RECORDS PROVIDED:
■ ■ ■ ■

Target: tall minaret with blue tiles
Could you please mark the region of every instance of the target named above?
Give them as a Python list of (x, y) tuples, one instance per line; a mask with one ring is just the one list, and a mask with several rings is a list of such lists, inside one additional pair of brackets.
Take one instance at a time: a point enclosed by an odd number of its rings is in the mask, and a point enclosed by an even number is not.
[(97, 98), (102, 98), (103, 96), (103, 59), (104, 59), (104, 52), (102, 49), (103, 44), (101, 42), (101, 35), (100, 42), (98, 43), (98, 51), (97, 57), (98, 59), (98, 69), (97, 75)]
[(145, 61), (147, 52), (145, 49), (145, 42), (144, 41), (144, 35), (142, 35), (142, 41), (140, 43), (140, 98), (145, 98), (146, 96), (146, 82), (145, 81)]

■ ■ ■ ■

AIM: Copy out every one of the lines above word for word.

WRITTEN ANSWER:
Target: tall minaret with blue tiles
Could you please mark the region of every instance of the target named above?
Give them as a Python list of (x, y) tuples, one instance per line; a mask with one ring is just the one list, and a mask with several rings is a list of such lists, inside one additional pair of brackets.
Take one instance at a time: a point enclosed by an odd number of its rings is in the mask, and a point enclosed by an even number is not.
[(97, 98), (102, 98), (103, 96), (103, 59), (104, 59), (104, 52), (102, 49), (103, 44), (101, 42), (101, 35), (100, 42), (98, 43), (98, 51), (97, 57), (98, 59), (98, 69), (97, 75)]
[(145, 61), (147, 52), (145, 49), (145, 42), (144, 41), (144, 35), (142, 35), (142, 41), (140, 43), (140, 98), (145, 98), (146, 96), (146, 82), (145, 81)]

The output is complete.